To do -> Update the lines below, from the one holding "Reviewer note: confirm that every instance of the green sleeve" through the one holding "<point>231,253</point>", inclusive, by replacing "green sleeve cuff" with "green wristband" and leaving everything else unchanged.

Materials provided ->
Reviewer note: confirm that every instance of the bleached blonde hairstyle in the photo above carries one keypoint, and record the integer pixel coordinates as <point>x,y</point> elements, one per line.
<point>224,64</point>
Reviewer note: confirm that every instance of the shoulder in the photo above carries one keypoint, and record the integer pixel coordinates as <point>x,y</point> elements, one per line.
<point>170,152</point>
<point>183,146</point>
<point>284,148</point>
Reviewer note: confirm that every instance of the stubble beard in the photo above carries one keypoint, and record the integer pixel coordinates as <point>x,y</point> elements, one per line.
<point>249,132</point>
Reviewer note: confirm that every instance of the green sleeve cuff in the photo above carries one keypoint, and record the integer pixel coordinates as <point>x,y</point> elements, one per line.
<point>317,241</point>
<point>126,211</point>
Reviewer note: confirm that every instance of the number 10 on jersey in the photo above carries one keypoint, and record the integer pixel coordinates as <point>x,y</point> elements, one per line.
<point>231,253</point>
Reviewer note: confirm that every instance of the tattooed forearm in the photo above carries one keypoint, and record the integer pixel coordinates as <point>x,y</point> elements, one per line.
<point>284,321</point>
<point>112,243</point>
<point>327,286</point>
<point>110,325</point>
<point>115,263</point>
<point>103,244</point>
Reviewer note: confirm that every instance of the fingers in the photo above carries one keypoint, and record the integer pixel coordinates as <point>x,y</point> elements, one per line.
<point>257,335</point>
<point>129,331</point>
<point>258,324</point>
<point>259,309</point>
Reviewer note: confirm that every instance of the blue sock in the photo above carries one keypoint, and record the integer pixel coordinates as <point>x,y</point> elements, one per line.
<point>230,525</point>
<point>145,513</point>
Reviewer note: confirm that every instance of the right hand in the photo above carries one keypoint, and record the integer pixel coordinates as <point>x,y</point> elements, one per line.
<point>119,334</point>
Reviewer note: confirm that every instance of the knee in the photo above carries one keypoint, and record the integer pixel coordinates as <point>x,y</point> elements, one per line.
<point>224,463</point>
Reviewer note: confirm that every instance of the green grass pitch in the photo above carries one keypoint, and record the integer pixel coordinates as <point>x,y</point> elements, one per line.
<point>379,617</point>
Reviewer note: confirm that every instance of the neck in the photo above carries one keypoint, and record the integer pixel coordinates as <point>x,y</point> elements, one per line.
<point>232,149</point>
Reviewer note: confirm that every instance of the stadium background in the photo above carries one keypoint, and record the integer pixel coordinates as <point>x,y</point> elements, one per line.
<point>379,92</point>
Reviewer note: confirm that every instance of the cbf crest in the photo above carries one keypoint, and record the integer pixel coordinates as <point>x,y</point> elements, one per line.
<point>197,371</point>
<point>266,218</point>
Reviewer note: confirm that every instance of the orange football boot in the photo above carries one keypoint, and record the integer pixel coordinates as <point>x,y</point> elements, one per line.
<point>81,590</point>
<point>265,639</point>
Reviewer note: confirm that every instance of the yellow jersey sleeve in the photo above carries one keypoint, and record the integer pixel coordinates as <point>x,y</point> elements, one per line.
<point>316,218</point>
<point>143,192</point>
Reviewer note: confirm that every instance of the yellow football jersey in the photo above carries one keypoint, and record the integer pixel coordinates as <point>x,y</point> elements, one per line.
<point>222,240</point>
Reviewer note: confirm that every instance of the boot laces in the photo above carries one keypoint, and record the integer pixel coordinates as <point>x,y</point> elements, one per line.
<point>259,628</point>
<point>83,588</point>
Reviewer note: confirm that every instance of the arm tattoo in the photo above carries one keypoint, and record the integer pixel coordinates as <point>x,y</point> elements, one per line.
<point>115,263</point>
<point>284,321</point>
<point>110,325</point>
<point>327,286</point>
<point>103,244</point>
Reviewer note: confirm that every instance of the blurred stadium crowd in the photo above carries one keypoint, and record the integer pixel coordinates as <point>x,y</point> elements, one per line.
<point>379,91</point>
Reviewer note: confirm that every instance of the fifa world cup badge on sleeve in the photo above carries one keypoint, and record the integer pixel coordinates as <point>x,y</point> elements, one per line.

Answer ->
Reviewer note: confirm that every instance of the green wristband in the photo above carries one keypoint, and record the integer pixel coordinates as <point>x,y</point> elements, one per line.
<point>317,241</point>
<point>126,211</point>
Reviewer note: confirm that every instance of the number 10 on jersey in the photo above carries one keypoint, and record the integer pixel coordinates as <point>x,y</point> elements, one per line.
<point>231,253</point>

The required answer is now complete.